■ Short problem
In the lines below, from the line with "Tag the stone" up to and including the line with "<point>979,226</point>", replace "chimney" with "smokestack". Give only those lines, with nothing else changed.

■ Entries provided
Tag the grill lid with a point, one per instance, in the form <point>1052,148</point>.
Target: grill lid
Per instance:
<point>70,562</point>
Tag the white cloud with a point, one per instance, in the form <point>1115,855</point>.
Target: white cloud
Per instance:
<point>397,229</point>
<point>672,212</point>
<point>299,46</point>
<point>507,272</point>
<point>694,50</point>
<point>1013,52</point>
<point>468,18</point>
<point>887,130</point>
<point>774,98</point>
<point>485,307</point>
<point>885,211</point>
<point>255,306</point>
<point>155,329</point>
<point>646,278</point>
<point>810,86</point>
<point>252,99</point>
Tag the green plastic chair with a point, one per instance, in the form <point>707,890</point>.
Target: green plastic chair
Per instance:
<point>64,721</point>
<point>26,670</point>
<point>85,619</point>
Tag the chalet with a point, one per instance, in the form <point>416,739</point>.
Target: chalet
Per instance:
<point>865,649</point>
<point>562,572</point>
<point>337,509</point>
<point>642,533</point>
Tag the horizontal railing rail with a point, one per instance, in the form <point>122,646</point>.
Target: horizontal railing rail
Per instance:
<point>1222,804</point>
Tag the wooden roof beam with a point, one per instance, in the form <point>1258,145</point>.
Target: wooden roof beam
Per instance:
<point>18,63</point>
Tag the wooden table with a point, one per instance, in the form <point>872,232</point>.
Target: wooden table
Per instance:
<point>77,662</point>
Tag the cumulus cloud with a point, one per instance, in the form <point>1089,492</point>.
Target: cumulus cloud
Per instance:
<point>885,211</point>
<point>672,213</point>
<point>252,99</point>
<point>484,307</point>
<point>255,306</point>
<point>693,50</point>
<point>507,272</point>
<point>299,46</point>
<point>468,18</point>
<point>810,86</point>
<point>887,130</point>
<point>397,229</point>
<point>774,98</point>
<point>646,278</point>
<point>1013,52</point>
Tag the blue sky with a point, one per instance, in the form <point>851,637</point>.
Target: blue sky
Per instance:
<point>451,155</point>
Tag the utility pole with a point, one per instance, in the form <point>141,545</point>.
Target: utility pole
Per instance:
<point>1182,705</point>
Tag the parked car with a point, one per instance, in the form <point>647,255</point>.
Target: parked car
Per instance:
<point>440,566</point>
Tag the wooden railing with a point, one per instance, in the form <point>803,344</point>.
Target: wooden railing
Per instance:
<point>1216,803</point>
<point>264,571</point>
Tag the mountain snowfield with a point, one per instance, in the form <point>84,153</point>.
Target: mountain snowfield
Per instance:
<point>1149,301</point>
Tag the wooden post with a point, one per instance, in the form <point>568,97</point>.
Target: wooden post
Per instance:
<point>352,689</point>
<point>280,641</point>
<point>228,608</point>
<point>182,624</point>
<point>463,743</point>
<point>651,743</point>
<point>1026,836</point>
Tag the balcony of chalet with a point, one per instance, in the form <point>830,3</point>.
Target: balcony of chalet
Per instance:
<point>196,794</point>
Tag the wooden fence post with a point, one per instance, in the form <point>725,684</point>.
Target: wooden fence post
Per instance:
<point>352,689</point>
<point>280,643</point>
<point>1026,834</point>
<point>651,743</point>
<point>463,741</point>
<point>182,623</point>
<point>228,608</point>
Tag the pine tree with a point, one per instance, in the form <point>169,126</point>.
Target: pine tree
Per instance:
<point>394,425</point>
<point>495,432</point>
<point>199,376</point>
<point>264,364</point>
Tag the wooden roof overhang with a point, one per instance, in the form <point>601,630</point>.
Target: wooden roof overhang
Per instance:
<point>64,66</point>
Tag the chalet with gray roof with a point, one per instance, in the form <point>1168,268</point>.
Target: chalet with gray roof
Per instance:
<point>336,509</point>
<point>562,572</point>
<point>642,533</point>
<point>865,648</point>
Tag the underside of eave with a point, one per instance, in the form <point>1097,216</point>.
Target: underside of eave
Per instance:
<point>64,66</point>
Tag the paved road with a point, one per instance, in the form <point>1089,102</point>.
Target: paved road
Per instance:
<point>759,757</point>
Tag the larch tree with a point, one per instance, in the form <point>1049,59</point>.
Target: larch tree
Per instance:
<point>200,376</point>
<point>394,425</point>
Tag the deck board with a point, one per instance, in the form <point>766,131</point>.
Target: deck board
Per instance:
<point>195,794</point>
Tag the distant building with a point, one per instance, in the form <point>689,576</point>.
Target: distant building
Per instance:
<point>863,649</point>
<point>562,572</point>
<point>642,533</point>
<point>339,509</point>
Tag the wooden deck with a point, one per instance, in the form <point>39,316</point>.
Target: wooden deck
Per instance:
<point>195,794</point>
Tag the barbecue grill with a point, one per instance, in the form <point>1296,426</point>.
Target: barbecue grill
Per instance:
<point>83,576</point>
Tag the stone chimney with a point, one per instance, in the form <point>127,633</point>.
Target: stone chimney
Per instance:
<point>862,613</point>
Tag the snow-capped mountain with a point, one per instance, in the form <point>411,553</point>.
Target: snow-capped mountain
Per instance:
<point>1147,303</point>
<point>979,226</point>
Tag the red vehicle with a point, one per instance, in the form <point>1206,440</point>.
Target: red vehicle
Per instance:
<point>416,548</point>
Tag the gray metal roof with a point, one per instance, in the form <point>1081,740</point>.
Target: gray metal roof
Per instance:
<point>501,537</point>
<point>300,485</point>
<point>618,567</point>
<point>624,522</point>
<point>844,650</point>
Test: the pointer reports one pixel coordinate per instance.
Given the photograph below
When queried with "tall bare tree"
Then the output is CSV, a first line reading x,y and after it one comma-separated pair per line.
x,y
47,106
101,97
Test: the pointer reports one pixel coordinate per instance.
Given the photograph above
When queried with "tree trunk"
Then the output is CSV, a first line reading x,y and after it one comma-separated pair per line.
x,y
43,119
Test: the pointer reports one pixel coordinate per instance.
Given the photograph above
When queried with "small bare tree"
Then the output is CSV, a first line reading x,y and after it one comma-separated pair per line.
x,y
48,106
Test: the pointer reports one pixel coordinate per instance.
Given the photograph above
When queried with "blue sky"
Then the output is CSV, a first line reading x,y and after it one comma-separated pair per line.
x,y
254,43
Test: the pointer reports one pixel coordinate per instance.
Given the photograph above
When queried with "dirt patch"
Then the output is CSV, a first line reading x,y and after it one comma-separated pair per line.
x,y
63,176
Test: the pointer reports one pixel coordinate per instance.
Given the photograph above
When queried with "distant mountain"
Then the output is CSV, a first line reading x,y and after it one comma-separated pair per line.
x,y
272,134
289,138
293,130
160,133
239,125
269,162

■ Result for this task
Tag the stone smokestack with a point, one per instance, in the form <point>127,633</point>.
Target: stone smokestack
Per instance:
<point>862,613</point>
Tag the snow-capped mountain with a point, one per instance, in the form <point>411,553</point>.
Target: snow-capped mountain
Per instance:
<point>1147,303</point>
<point>979,226</point>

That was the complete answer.